_TÂCHE BRÈVE A_: Modifiez un passage du texte sur Unir-Débat en le recopiant depuis les mots « Un groupe interne » jusqu'après les mots « le noyau fondateur. », et remplacez-y « revue » par « publication ».
_TÂCHE BRÈVE B_: Reprenez le texte sur Unir-Débat et poursuivez-le à partir de sa dernière phrase.

_EXTRAIT DU DOCUMENT_:
Je marche seul dans les ruines d’une forteresse abandonnée. Dans ses couloirs déserts j’ouvre un à un les portes des bureaux, j’allume des interrupteurs éclairants des pièces totalement vides. Aux murs d’anciens portraits d’hommes dont plus personne, maintenant, ne se souvient, même si leurs noms sont encore celui de beaucoup de nos rues, de nos avenues, dans nos banlieues. Le bruit de mes pas résonne. Ce doit être ce que l’on appelait le 44. Je crois bien qu’il doit y avoir encore, quelque part dans le fond du bâtiment, une poignée de militants qui rêvent de voir se repeupler l’immense immeuble vide. Mais je ne les cherche pas. Ils ne m’intéressent pas. La plupart sont trop jeunes et je suppose qu’ils ne voient que devant eux, l’année prochaine, les futures échéances… comme tous les militants. Ils ne sont pas du tout intéressés à ce qui s’est passé ici, il y a des années.
Moi je viens y retrouver des vérités effleurées au début des années 70, au moment même oû le PCF,  le Parti, commençait sa très longue agonie. Sans nostalgie aucune, mais avec le respect que je conserve pour ces années passionnées où la confiance en l’avenir permettait de supporter l’ignoble exploitation capitaliste.
Bon, c’est très mauvais ! Je recommence.

les couvs d'UNIR et de DEBAT

1971. Dans le tiroir d’une armoire j’avais une collection d’UNIR-DÉBAT. Nous déménagions pour aller vivre ensemble, à Asnières. Ma compagne, est tombée dessus. Elle était atterrée, comme si elle avait trouvé des exemplaires de journaux de fesses. Elle pleurait au milieu des cartons. Le peu qu’elle en avait lu lui avait appris que je lisais une revue anti-Parti. Et comme nous étions, elle et moi, totalement attaché au Parti Communiste, elle  ressentait devant ces quelques exemplaires un sentiment de trahison. J’ai jeté mes brochures…

Bon, ce n’est pas meilleur ! Je recommence.
Un groupe interne au Parti Communiste Français, totalement clandestin de 1952 à 1967, (un peu plus visible de 67 à 75), a tenu une revue où les secrets les mieux gardés de la direction stalinienne du PCF ont été révélés, mois après mois, sans que l’on ne sache vraiment, même aujourd’hui, qui en était le noyau fondateur.

Bon, c’est sec. Et en quoi est-ce intéressant ?
Maintenant que plus personne, ou presque, n’a idée de ce que représentait comme force le PCF dans les années cinquante et soixante, je me dis que tout le monde a oublié aussi les oppositionnels communistes, celles et ceux qui essayèrent vainement de s’opposer, en interne, à son ossification. Or il se trouve que j’ai connu, (par quel biais, je ne m’en souviens plus), une petite brochure qui à l’époque était distribuée, de façon clandestine, parmi ses militants. Cette brochure s’appelait Unir-Débat. Près de 40 ans plus tard je me demande qui étaient ces gens ?

Bon, vas-y ! Cela va être long ?

[Lignes de jeu de données sur l'emplacement des objets]
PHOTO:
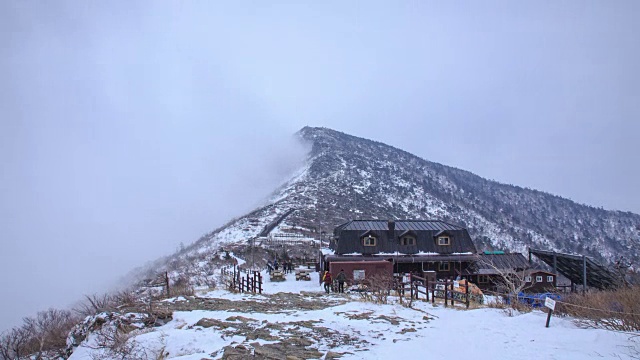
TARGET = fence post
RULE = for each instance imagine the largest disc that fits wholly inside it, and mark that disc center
(410, 286)
(426, 287)
(452, 298)
(466, 290)
(166, 281)
(446, 291)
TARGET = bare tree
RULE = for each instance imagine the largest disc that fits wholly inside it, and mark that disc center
(509, 273)
(48, 331)
(13, 344)
(95, 304)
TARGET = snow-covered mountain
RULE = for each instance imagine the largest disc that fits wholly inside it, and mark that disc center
(346, 177)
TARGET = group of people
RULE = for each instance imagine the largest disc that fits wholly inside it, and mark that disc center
(287, 266)
(327, 280)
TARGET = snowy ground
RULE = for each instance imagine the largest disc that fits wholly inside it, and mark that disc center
(305, 322)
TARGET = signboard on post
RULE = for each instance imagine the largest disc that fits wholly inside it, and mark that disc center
(551, 304)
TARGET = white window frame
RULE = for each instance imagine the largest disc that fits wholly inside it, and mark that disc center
(369, 240)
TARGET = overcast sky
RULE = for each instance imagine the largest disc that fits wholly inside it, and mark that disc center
(127, 128)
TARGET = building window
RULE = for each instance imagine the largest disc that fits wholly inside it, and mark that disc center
(408, 241)
(370, 241)
(443, 240)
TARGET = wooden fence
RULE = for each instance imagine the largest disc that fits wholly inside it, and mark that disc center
(418, 287)
(243, 281)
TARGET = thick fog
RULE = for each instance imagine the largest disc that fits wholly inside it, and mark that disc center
(127, 128)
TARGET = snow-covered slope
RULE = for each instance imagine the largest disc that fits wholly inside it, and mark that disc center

_BONNE RÉPONSE A_:
Un groupe interne au Parti Communiste Français, totalement clandestin de 1952 à 1967, (un peu plus visible de 67 à 75), a tenu une publication où les secrets les mieux gardés de la direction stalinienne du PCF ont été révélés, mois après mois, sans que l’on ne sache vraiment, même aujourd’hui, qui en était le noyau fondateur.

_BONNE RÉPONSE B_:
En 1952, à la fin d’une réunion de la fédération de Paris du PCF, une poignée de cadres communistes qui n’admettent pas ce qui est en train de se passer avec l’exclusion de Marty et de Tillon, décident de dénoncer les pratiques abjectes de la direction de Thorez. Mais pour eux, et cela semble difficile à comprendre aujourd’hui, il ne peuvent  et ne veulent dévoiler ces magouilles dans la presse «bourgeoise». Pour ce que l‘on en sait, ce sont des vieux militants, certains sont des vétérans du Parti, depuis 1921, d’autres se sont connus dans les luttes de 1936, dans les brigades internationales en Espagne, beaucoup viennent de la résistance et de la déportation.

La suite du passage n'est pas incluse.